▸ What to do: Wherever a line holds the word "instance", copy that line from the data.

= = = = =

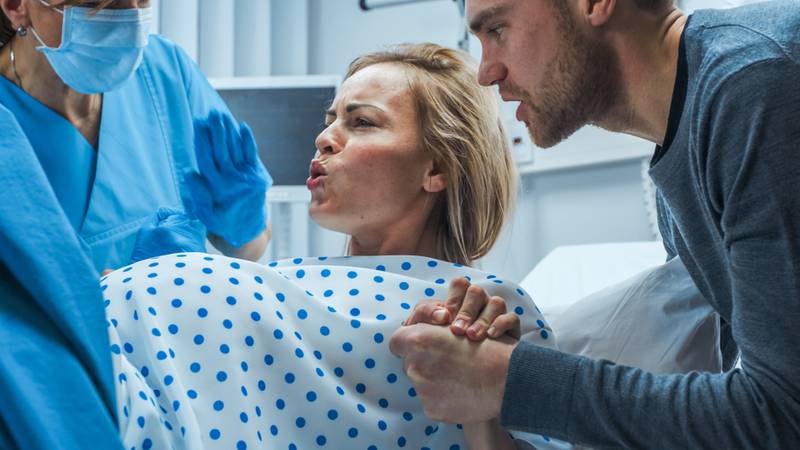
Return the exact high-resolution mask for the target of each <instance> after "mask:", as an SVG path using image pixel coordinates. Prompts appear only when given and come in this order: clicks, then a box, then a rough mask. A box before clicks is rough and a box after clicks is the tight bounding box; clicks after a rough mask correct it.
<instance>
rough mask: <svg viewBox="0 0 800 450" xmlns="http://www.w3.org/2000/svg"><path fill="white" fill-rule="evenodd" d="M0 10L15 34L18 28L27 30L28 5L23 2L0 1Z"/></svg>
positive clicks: (28, 24) (17, 1) (22, 1)
mask: <svg viewBox="0 0 800 450" xmlns="http://www.w3.org/2000/svg"><path fill="white" fill-rule="evenodd" d="M0 10H2V11H3V14H5V16H6V17H7V18H8V21H9V22H11V26H12V27H13V28H14V31H15V32H16V30H17V28H18V27H20V26H22V27H25V28H26V29H27V28H28V27H29V26H30V25H31V20H30V18H29V17H28V5H27V2H25V1H24V0H0Z"/></svg>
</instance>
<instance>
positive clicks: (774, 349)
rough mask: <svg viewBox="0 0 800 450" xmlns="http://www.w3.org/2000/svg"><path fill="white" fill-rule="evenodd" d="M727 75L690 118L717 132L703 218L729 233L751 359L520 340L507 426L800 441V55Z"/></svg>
mask: <svg viewBox="0 0 800 450" xmlns="http://www.w3.org/2000/svg"><path fill="white" fill-rule="evenodd" d="M719 86H721V88H720V89H719V90H718V91H717V92H718V93H717V94H716V95H713V96H711V97H710V98H711V101H710V102H709V103H708V107H707V109H706V111H705V113H704V114H701V115H699V116H698V117H697V118H696V120H695V123H694V124H693V125H692V126H696V127H700V128H702V129H703V130H706V131H705V132H704V133H705V135H704V136H702V137H701V139H702V140H704V142H701V145H700V147H701V148H706V149H707V150H704V152H706V153H700V154H698V155H695V157H696V160H695V162H696V163H697V165H698V166H700V168H699V169H697V172H698V173H699V180H698V183H699V185H698V186H699V187H698V189H699V190H700V191H703V192H704V194H705V195H706V196H707V197H708V202H709V204H710V205H712V207H711V208H710V210H711V211H715V210H716V211H717V213H718V217H715V218H705V219H704V218H698V220H708V221H713V223H715V224H716V226H717V227H718V228H719V233H721V235H722V236H723V239H724V245H725V250H724V254H725V255H726V258H727V266H728V274H726V276H727V277H729V279H730V284H731V292H732V298H731V299H730V301H731V317H730V319H731V325H732V327H733V335H734V338H735V340H736V342H737V344H738V345H739V347H740V349H741V352H742V368H741V369H735V370H732V371H730V372H728V373H725V374H710V373H690V374H676V375H654V374H650V373H646V372H644V371H642V370H639V369H635V368H629V367H623V366H618V365H615V364H613V363H610V362H606V361H594V360H590V359H588V358H584V357H580V356H574V355H565V354H562V353H559V352H556V351H552V350H547V349H542V348H538V347H536V346H535V345H532V344H528V343H521V344H520V345H519V346H518V347H517V349H516V350H515V351H514V353H513V355H512V358H511V365H510V368H509V373H508V378H507V380H506V392H505V397H504V402H503V409H502V413H501V423H502V424H503V425H504V426H506V427H508V428H510V429H519V430H522V431H527V432H531V433H542V434H548V435H550V436H553V437H556V438H559V439H564V440H567V441H570V442H573V443H576V444H586V445H589V446H592V447H595V448H609V447H612V448H618V447H623V446H625V447H633V448H794V447H797V446H798V444H800V162H798V161H800V125H799V124H800V67H799V66H798V65H797V63H795V62H791V61H788V60H784V59H780V60H766V61H761V62H758V63H755V64H753V65H751V66H748V67H746V68H744V69H742V70H740V71H738V72H736V73H734V74H733V75H731V76H729V77H727V78H726V79H725V80H724V82H722V83H720V84H719ZM712 215H713V214H712ZM688 232H690V230H688ZM698 262H699V264H702V259H699V260H698ZM555 331H556V332H558V330H555Z"/></svg>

= = = = =

▸ Solution for this problem:
Return the exact high-resolution mask for the target of each <instance> after "mask:", as an SVG path using image pixel coordinates. Prompts appear only when given and come in this order: clicks, then a box, then a rough mask. A box before clicks is rough and a box after clicks is the tight bounding box; clicks after a rough mask correct it.
<instance>
</instance>
<instance>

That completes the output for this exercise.